■ SUPPLIED ENTRIES
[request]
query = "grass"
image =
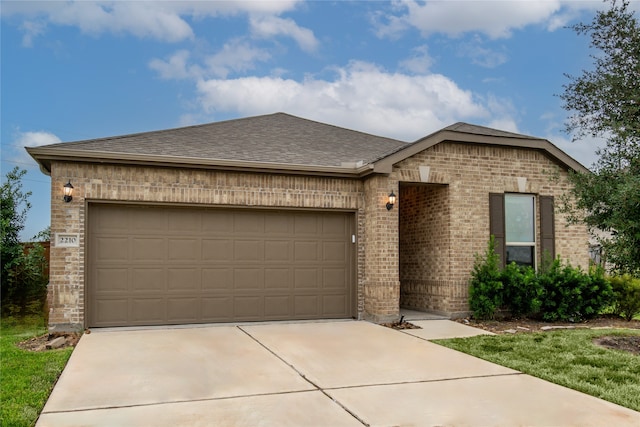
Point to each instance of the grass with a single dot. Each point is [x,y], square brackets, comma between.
[568,358]
[27,378]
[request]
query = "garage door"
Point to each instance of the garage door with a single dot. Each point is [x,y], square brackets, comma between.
[161,265]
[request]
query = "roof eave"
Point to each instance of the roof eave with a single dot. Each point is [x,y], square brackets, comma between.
[385,165]
[44,156]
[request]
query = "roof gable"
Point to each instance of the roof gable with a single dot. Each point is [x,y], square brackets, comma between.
[467,133]
[279,143]
[274,139]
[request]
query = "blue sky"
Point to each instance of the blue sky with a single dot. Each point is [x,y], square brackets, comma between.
[79,70]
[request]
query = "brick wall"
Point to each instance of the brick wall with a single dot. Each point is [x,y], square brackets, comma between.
[426,242]
[470,172]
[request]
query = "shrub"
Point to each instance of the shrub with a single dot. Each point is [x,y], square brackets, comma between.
[485,290]
[25,286]
[522,290]
[570,294]
[626,296]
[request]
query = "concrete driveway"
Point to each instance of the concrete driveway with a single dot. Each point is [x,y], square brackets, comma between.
[343,373]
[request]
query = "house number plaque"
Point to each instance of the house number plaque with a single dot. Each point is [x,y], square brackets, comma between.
[67,240]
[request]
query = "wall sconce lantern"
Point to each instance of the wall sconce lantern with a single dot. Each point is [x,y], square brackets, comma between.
[68,192]
[392,201]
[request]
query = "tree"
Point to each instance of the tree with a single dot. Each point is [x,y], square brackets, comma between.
[23,276]
[605,103]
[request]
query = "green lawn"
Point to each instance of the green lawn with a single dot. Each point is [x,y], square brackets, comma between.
[568,358]
[26,378]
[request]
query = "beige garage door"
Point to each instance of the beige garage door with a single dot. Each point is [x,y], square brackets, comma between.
[160,265]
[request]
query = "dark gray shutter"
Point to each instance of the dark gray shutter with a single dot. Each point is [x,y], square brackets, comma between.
[547,227]
[496,224]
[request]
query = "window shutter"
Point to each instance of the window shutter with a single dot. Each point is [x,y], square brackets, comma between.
[496,224]
[547,227]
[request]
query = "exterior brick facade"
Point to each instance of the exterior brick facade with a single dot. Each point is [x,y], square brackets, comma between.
[417,255]
[445,221]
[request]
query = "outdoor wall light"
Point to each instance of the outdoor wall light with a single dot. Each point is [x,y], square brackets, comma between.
[68,192]
[392,201]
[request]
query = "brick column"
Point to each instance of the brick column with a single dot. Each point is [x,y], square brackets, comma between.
[381,284]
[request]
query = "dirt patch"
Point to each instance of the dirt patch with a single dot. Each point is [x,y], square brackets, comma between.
[401,325]
[48,342]
[630,344]
[531,325]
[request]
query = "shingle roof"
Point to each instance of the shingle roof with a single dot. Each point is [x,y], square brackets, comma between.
[481,130]
[279,143]
[275,138]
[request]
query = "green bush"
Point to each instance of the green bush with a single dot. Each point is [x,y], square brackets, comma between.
[570,294]
[626,296]
[556,292]
[522,290]
[24,288]
[485,290]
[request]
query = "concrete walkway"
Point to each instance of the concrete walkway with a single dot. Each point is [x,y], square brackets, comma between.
[343,373]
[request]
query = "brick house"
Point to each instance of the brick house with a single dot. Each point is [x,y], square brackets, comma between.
[277,217]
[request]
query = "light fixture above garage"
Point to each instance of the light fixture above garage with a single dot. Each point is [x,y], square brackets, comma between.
[392,201]
[68,192]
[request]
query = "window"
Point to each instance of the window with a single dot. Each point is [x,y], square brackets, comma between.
[512,221]
[520,229]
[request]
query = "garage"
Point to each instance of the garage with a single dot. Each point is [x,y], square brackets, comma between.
[168,265]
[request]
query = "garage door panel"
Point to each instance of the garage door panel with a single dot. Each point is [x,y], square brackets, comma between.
[334,278]
[248,278]
[248,307]
[148,249]
[277,224]
[111,249]
[217,309]
[184,310]
[150,310]
[111,280]
[217,250]
[184,220]
[184,249]
[166,265]
[183,279]
[150,221]
[217,279]
[276,250]
[306,306]
[112,312]
[217,221]
[277,306]
[148,279]
[248,250]
[334,251]
[277,278]
[306,251]
[246,222]
[305,278]
[334,304]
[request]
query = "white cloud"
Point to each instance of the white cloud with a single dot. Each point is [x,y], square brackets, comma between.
[30,139]
[268,26]
[36,139]
[362,96]
[482,56]
[496,19]
[176,67]
[420,61]
[235,56]
[161,20]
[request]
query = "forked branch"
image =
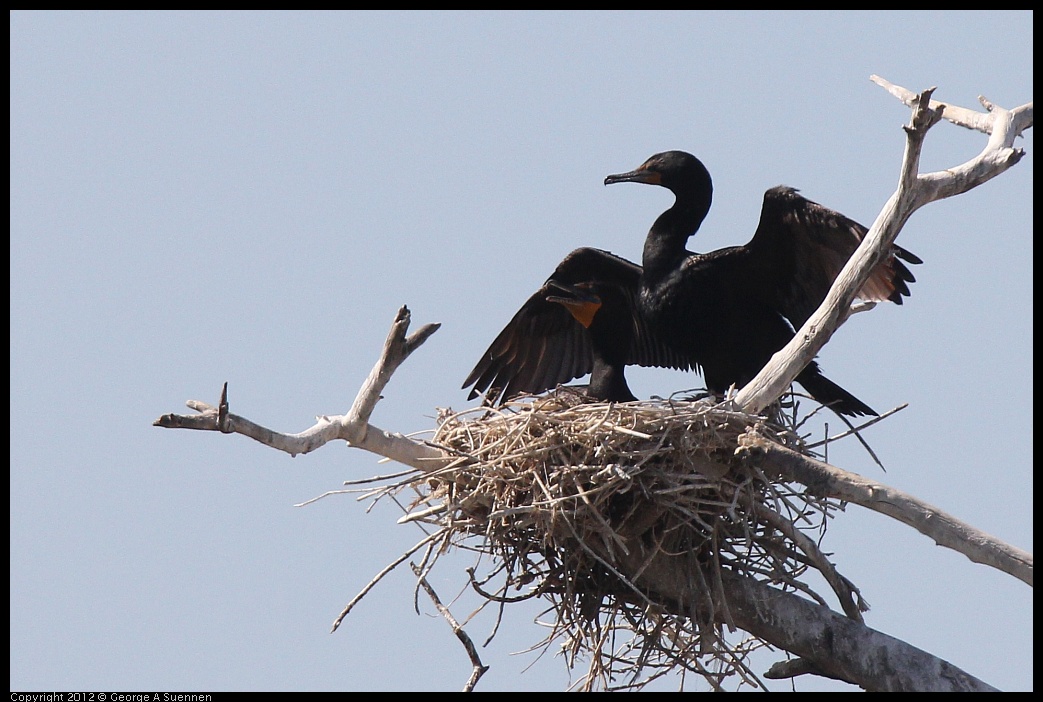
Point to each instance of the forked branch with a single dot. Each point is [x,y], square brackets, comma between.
[914,191]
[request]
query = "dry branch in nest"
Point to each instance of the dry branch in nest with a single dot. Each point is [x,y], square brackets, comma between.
[577,504]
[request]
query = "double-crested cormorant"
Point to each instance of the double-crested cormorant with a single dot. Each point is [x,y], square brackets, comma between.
[730,310]
[584,319]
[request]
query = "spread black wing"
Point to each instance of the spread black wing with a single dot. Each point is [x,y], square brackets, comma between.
[543,345]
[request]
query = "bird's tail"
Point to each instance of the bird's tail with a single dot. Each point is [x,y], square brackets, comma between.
[830,394]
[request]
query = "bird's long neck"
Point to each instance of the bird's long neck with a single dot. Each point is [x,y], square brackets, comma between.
[664,246]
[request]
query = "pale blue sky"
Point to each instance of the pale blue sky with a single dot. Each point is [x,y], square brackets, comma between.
[249,197]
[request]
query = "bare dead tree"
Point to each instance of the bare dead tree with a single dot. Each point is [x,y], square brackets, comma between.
[826,643]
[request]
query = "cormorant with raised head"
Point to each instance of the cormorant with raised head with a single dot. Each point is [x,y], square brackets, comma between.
[730,310]
[583,319]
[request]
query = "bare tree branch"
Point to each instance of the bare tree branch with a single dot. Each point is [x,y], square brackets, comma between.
[828,644]
[914,191]
[825,480]
[354,427]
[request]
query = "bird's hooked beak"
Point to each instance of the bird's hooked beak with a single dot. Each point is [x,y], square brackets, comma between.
[639,174]
[581,304]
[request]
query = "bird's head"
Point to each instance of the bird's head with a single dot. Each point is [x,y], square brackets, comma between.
[674,170]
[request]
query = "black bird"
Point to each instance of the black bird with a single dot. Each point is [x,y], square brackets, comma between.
[730,310]
[583,319]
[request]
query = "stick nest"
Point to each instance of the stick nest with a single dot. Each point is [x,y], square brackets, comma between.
[583,504]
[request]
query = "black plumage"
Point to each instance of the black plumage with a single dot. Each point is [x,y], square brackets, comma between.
[728,311]
[583,319]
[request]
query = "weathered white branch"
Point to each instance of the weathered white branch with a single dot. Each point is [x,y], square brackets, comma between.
[354,427]
[824,480]
[914,191]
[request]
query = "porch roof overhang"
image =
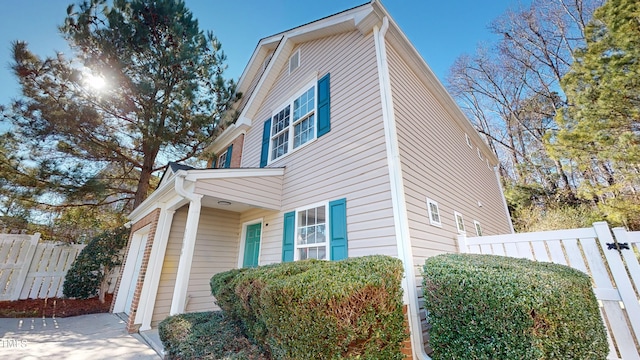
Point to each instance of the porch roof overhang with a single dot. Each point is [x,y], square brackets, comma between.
[235,190]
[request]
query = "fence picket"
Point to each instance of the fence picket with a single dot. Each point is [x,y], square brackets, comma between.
[632,238]
[524,250]
[540,251]
[557,255]
[587,249]
[627,293]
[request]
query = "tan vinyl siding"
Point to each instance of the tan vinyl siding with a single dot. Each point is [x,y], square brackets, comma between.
[438,164]
[254,82]
[169,267]
[216,250]
[349,161]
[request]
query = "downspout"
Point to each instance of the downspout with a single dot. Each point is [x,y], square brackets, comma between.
[504,199]
[179,185]
[401,221]
[178,303]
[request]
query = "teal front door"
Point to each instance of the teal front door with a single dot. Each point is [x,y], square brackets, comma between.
[252,245]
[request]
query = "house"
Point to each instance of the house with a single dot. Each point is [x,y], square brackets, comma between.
[346,145]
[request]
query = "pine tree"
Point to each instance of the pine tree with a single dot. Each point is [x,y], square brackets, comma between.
[600,128]
[162,100]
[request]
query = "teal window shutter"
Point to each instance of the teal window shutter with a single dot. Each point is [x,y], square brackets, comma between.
[227,162]
[324,105]
[338,230]
[288,236]
[266,136]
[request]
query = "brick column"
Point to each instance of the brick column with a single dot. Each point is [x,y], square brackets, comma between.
[152,220]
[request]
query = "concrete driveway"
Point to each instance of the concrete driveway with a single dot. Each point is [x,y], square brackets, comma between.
[93,337]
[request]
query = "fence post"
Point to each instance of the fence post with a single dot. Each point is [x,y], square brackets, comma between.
[463,248]
[22,276]
[619,273]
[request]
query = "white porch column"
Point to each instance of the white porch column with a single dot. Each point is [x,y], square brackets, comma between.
[186,256]
[154,270]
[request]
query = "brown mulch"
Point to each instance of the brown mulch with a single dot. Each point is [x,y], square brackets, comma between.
[53,307]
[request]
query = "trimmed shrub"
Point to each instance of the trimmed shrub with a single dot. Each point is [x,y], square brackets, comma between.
[319,309]
[88,274]
[205,335]
[494,307]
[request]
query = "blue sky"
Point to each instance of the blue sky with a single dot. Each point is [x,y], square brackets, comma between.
[441,30]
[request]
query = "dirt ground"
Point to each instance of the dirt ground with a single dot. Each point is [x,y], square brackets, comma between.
[53,307]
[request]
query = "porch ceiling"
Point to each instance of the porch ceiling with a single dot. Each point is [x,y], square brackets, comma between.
[241,193]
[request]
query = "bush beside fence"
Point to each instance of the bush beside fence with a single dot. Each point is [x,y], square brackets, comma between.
[493,307]
[319,309]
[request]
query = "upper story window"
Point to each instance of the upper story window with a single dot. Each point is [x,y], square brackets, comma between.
[224,159]
[434,212]
[305,117]
[294,61]
[311,237]
[459,222]
[295,120]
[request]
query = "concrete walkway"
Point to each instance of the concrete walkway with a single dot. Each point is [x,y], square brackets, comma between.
[93,337]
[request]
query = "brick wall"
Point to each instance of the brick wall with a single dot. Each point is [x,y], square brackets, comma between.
[151,219]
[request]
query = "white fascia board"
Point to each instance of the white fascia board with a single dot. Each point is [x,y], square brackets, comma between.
[256,60]
[165,191]
[334,24]
[195,175]
[245,111]
[229,134]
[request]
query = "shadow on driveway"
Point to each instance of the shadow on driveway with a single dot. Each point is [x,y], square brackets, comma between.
[93,337]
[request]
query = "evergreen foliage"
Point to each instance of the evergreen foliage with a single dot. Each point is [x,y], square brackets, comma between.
[494,307]
[88,274]
[205,335]
[600,129]
[163,97]
[319,309]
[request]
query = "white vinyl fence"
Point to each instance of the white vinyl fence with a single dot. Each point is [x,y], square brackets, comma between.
[612,263]
[33,270]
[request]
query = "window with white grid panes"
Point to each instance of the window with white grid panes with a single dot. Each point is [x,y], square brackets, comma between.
[434,212]
[295,120]
[459,222]
[311,236]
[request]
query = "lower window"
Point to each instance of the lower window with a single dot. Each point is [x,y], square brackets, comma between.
[311,236]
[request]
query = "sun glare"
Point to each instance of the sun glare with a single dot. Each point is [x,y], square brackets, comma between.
[95,82]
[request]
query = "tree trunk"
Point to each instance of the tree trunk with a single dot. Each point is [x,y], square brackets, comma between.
[145,174]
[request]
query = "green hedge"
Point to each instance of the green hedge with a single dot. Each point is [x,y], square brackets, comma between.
[493,307]
[205,335]
[88,274]
[319,309]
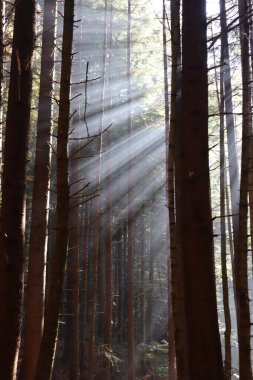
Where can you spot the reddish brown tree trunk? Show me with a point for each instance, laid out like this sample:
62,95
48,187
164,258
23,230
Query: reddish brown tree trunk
130,226
38,234
12,229
241,257
58,259
194,216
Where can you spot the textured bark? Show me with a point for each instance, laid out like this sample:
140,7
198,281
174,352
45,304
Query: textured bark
109,259
143,279
73,266
177,326
202,343
12,229
97,257
83,289
38,234
2,12
240,257
230,126
225,289
58,260
130,226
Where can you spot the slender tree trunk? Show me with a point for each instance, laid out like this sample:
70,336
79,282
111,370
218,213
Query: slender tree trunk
73,268
194,216
228,98
130,225
58,260
143,279
38,234
109,261
241,257
177,326
96,260
150,287
84,289
2,9
12,229
227,333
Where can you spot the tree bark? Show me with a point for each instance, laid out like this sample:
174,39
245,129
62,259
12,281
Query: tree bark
12,229
58,260
241,257
38,233
194,215
130,226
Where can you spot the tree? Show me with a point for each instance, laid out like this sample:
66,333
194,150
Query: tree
194,214
12,231
38,234
58,260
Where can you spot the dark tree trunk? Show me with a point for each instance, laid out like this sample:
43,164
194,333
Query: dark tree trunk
12,229
227,333
194,216
38,233
241,257
130,225
58,260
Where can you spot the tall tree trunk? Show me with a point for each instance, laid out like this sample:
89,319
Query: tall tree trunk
97,257
2,9
58,260
202,342
175,260
230,126
130,225
38,233
109,261
73,267
241,257
227,333
12,229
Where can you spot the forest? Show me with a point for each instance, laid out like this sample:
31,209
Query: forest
126,189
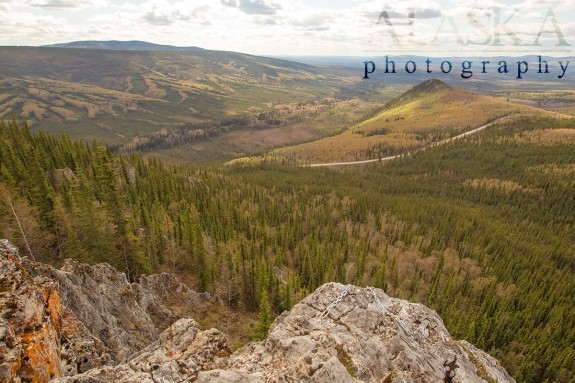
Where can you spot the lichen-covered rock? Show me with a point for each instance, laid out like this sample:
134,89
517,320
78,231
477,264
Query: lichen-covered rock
181,353
125,316
61,323
39,338
359,340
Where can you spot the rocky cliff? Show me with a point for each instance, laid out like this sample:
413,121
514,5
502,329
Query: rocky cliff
86,324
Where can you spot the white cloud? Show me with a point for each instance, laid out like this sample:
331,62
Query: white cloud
67,4
254,7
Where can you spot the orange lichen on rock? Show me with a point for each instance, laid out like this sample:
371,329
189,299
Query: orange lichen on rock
39,337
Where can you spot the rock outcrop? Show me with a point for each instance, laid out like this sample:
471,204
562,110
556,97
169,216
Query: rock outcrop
125,316
40,339
87,324
358,340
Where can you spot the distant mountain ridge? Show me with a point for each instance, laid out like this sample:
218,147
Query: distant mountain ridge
134,45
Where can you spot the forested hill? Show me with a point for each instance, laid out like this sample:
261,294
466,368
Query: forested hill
481,229
122,45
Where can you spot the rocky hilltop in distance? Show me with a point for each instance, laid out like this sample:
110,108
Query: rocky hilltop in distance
88,324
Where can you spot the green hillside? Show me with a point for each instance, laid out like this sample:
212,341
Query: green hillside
481,229
123,97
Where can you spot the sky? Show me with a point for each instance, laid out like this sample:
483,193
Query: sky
303,27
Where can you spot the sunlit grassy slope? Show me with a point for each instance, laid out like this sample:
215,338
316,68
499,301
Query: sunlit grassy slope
115,96
429,112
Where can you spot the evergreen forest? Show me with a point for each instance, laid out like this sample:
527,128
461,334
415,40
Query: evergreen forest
481,229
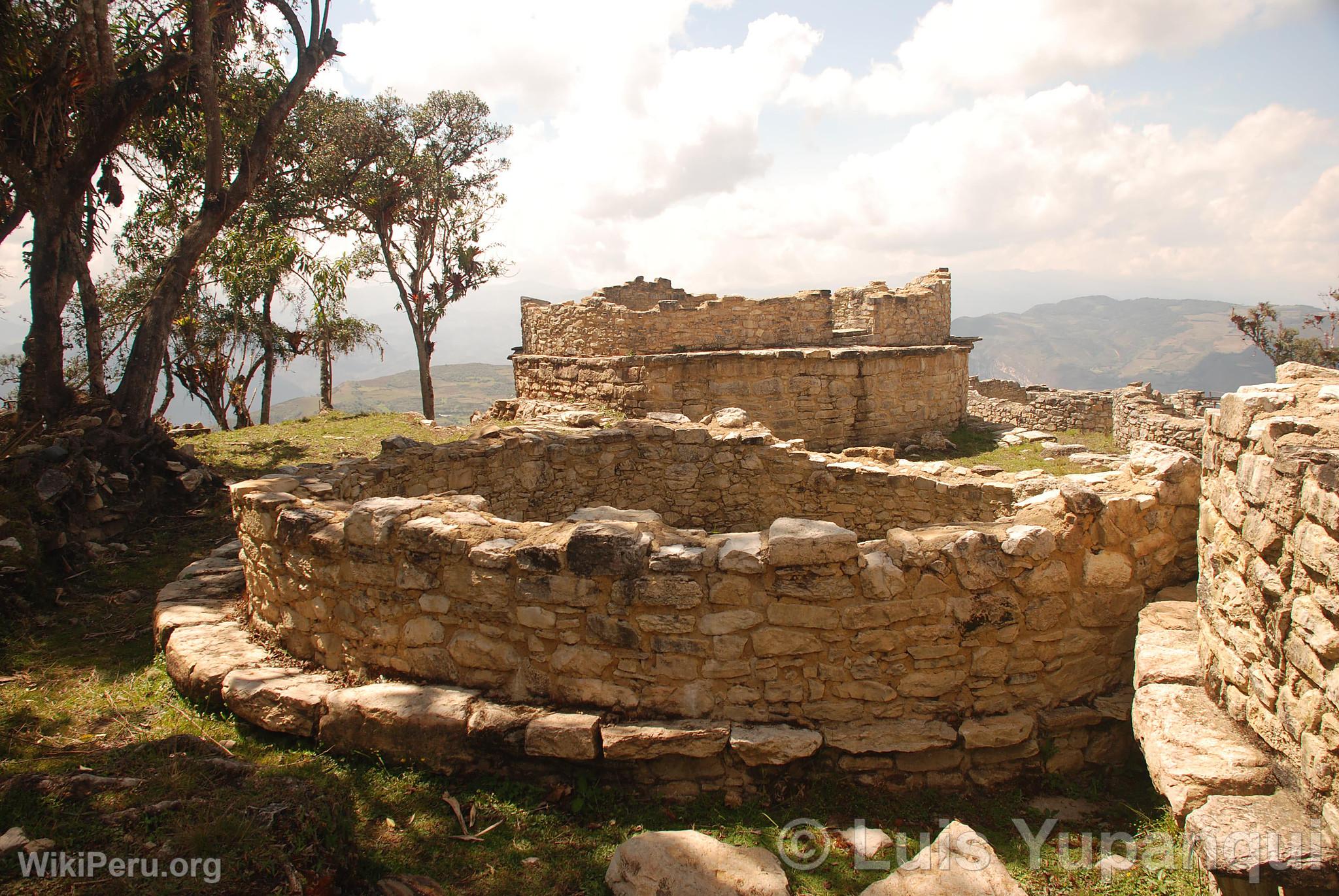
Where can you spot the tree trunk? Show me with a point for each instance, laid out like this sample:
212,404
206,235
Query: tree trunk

■ PROBLEM STATEMENT
Only the lines from the one containing "Where can you spot the distant" through the last line of the entries above belong in the copy; reproduce them exactly and drop every picture.

■ REPLY
Where can you spot the distant mountain ridge? Show me with a point for each instance, laid out like this sample:
218,147
Query: distant mountain ridge
134,45
Where can you spot the forested hill? Show me with a point for each instance, laid out like this sample:
261,294
466,368
Query: forested hill
481,229
122,45
Where can you spot the rocky hilltop in distance? Show me with a point for each instance, laid out like this sample:
110,108
Query: rocky hilltop in distance
88,324
Where can you spot the green hillside? Show me with a point for each instance, laid out like this sample:
212,341
Query: green hillside
481,229
123,97
Where can you spot the sky? Show me with a point for each instance, laid out like this sample:
483,193
Query: sky
303,27
Where can you spot the sunlit grassy slope? Show me with a point for each instance, laid out like this sample:
215,338
316,68
499,301
Query: sunlit grassy slope
115,96
429,112
Where can you spot the evergreen forest? Show me with a point for each instance, laid out like this sample:
527,128
461,334
415,40
Query: evergreen forest
481,229
Where can you spot the tree trunk? Show me with a point for each instance, laid out like this sample:
212,404
206,235
Query: tree trunk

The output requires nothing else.